──────── Available records ────────

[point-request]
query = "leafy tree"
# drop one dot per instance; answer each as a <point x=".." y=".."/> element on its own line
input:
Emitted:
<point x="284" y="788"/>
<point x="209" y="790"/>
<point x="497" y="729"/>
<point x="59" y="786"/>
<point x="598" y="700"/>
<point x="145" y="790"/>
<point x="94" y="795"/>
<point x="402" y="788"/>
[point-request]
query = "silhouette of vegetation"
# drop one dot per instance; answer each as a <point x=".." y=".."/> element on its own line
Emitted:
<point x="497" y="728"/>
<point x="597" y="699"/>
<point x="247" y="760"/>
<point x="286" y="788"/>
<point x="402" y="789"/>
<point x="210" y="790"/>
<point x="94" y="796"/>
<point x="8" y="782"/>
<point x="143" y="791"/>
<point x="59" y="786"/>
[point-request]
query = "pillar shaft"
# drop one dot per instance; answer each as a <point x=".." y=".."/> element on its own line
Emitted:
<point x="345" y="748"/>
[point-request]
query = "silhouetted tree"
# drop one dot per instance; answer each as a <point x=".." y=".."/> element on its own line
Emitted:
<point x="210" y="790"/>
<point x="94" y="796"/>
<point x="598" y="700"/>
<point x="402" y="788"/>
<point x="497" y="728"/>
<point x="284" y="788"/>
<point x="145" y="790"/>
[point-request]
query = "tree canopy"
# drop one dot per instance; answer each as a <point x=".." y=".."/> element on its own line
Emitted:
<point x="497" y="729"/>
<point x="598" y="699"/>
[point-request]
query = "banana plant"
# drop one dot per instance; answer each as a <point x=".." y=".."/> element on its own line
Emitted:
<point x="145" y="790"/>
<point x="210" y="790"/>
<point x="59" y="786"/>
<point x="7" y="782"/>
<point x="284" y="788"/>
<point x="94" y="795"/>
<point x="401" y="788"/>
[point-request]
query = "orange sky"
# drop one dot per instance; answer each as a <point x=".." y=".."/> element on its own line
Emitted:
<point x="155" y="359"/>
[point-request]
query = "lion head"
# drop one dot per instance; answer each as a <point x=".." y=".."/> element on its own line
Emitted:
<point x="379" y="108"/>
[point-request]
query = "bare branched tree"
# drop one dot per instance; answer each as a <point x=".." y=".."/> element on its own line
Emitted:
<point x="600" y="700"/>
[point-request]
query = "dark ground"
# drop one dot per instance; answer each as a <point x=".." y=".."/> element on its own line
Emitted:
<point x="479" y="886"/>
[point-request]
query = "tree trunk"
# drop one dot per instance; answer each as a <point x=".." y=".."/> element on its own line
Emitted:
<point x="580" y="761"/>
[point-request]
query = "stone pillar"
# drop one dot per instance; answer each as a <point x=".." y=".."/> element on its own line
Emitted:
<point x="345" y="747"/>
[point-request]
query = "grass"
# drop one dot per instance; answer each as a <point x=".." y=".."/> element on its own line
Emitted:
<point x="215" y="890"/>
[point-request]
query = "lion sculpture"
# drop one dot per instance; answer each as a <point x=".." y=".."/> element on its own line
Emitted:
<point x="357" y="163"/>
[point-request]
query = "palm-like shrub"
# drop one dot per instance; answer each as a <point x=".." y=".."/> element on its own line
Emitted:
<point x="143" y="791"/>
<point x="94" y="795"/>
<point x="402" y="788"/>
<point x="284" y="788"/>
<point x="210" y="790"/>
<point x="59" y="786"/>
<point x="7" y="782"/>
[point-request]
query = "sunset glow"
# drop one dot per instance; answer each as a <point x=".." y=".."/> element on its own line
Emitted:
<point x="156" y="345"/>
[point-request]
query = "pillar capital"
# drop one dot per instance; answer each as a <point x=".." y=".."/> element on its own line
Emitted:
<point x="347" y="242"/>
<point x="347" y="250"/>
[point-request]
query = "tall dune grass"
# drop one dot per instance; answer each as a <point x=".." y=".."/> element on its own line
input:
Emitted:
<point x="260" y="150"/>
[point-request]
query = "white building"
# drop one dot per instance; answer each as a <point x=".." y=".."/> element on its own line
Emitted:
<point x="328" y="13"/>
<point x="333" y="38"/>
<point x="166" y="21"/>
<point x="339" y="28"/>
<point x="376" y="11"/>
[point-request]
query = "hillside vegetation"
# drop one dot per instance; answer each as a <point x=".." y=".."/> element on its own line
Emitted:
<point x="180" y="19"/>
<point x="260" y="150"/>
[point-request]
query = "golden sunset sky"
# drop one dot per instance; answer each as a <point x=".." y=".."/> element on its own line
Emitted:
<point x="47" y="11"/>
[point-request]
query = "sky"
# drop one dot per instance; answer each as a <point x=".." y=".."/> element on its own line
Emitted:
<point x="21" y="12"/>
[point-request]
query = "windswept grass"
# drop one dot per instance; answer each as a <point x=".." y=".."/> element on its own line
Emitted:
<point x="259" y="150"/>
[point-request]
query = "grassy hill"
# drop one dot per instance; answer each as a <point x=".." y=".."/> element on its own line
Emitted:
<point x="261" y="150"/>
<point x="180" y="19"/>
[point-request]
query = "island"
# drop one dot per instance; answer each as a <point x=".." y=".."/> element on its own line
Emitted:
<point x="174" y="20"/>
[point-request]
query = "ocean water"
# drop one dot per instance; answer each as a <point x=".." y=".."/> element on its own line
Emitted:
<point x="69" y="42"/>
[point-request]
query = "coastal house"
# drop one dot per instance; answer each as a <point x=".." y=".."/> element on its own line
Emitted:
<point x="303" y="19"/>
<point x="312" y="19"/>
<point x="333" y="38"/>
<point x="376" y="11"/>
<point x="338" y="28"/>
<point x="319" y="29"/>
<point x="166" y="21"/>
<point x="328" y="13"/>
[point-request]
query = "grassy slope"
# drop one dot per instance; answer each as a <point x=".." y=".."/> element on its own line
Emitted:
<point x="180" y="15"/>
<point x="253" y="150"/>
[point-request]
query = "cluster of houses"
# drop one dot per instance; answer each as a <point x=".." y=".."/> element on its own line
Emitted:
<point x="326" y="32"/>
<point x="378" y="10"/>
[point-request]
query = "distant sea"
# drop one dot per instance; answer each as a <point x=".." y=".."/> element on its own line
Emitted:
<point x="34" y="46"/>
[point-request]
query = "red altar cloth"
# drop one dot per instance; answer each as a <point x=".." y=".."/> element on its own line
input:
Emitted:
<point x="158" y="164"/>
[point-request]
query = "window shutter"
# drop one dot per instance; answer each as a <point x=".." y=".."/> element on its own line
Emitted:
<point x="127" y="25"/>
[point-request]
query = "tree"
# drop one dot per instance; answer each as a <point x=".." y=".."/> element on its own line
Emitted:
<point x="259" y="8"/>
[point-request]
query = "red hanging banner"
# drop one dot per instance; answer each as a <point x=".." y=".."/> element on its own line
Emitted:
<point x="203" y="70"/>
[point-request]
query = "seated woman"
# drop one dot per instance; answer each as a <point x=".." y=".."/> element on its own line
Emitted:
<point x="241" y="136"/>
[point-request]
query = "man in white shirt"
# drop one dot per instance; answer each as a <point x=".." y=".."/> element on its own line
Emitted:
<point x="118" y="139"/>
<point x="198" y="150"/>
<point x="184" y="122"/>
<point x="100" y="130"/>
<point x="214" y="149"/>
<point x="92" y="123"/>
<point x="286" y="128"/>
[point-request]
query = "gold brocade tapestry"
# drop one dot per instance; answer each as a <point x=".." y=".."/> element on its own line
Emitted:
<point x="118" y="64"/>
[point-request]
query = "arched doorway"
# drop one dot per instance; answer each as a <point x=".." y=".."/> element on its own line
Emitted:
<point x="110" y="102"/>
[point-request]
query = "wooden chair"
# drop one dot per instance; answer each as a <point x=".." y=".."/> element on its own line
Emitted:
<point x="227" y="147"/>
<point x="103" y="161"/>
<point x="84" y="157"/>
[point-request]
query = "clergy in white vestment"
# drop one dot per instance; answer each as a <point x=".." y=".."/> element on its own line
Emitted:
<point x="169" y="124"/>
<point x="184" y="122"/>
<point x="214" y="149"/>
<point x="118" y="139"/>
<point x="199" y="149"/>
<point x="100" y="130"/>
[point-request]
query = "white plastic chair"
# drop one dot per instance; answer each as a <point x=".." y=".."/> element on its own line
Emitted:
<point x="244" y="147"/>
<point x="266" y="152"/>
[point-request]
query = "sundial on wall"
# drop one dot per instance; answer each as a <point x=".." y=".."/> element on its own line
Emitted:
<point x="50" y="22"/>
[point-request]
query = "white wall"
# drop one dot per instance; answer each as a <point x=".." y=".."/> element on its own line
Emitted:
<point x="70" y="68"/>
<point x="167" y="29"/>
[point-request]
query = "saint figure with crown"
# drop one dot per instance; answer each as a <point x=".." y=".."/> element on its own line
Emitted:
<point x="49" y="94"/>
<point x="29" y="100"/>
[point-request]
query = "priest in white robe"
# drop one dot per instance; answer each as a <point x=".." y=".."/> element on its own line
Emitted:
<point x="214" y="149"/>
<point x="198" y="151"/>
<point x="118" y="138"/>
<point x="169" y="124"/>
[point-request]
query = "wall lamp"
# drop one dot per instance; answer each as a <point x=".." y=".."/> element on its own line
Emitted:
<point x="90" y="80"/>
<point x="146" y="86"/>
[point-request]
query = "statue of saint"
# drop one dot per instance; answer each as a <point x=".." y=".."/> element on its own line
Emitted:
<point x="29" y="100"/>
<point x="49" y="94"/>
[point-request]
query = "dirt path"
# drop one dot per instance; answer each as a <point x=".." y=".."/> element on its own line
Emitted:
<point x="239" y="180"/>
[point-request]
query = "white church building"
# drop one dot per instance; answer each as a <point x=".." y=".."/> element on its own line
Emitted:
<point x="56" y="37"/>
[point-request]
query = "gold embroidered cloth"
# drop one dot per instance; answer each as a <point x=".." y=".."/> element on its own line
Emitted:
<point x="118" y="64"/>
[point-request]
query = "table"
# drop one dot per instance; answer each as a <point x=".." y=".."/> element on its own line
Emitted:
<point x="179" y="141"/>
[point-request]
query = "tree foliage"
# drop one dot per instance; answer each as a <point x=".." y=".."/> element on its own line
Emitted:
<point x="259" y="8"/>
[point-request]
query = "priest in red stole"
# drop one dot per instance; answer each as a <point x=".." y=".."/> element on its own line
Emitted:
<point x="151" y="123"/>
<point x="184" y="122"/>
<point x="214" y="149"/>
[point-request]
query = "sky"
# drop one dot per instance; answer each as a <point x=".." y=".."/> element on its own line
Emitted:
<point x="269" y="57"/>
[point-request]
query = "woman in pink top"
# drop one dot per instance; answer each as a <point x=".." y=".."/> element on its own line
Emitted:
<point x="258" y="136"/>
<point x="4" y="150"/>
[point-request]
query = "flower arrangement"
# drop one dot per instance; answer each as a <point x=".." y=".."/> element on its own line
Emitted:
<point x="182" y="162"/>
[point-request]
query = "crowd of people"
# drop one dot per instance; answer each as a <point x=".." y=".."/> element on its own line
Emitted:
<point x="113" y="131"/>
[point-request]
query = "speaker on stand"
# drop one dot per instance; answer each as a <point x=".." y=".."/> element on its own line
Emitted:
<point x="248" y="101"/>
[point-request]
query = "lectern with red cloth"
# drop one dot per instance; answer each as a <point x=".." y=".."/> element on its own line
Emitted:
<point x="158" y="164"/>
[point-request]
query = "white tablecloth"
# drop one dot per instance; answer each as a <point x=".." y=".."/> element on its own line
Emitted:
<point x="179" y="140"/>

────────

> Instructions to follow:
Which lines above contain the word "vegetation"? Copy each of them.

> Response to this exercise:
query = "silhouette of vegetation"
query = "hillside vegetation"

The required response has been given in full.